**Short exercise 1:**
Extract every line of the records that contains the string "cushioned". Matching is case-sensitive.

--- start Text to read ---

HBM2 & “The World’s Most Scalable GPU Memory Architecture”

With the launch of the Fiji GPU and resulting Radeon R9 Fury products in 2015, AMD became the first GPU manufacturer to ship with first-generation High Bandwidth Memory (HBM). The ultra-wide memory standard essentially turned the usual rules of GPU memory on its head, replacing narrow, high clocked memory (GDDR5) with wide, low clocked memory. By taking advantage of Through Silicon Vias (TSVs) and silicon interposers, HBM could offer far more bandwidth than GDDR5 while consuming less power and taking up less space.

Now for Vega, AMD is back again with support for the next generation of HBM technology, HBM2. In fact this is the very first thing we ever learned about Vega, going back to AMD’s roadmap from last year where it was the sole detail listed for the architecture.

HBM2 builds off of HBM, offering welcome improvements in both bandwidth and capacity. In terms of bandwidth, HBM2 can clock at up to 2Gbps per pin, twice the rate of HBM1. This means that at those clockspeeds (and I’ll note that at least so far we haven’t seen any 2Gbps HBM2), AMD can either double their memory bandwidth or cut the number of HBM stacks they need in half to get the same amount of bandwidth. The latter point is of particular interest, as we’ll get to here in a bit.

--- end Text to read ---

**Short exercise 2:**
From the passage on HBM2, list every AMD GPU, product line, or architecture that it names.

--- start Data in this exercise ---

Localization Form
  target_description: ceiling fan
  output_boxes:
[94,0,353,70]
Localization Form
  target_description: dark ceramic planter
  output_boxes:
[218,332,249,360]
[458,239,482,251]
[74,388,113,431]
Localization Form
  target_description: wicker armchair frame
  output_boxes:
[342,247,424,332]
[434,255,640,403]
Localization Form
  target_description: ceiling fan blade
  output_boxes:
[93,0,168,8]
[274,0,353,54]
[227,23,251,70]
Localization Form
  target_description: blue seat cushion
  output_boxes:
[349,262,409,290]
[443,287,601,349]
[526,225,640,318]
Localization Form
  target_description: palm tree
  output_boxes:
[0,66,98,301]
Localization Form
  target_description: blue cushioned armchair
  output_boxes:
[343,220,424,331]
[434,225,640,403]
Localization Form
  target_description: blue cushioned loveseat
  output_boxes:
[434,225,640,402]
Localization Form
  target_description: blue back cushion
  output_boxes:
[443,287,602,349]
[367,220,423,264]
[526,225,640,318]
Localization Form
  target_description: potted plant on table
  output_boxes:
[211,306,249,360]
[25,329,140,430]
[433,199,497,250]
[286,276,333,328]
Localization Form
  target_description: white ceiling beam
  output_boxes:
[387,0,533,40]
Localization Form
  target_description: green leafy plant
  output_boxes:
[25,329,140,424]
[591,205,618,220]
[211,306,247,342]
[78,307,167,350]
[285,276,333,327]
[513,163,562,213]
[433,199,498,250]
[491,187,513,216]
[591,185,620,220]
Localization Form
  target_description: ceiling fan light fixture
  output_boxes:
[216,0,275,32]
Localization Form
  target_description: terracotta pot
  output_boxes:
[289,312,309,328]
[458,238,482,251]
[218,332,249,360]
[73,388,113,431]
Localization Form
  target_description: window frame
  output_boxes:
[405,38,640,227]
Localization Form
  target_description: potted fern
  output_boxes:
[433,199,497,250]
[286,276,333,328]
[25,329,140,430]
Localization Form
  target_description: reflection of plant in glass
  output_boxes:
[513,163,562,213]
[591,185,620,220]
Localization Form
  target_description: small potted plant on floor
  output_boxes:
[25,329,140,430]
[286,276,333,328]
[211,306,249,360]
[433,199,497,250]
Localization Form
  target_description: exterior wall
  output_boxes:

--- end Data in this exercise ---

**Full output 1:**
  target_description: blue cushioned armchair
  target_description: blue cushioned loveseat

**Full output 2:**
- Fiji
- Radeon R9 Fury
- Vega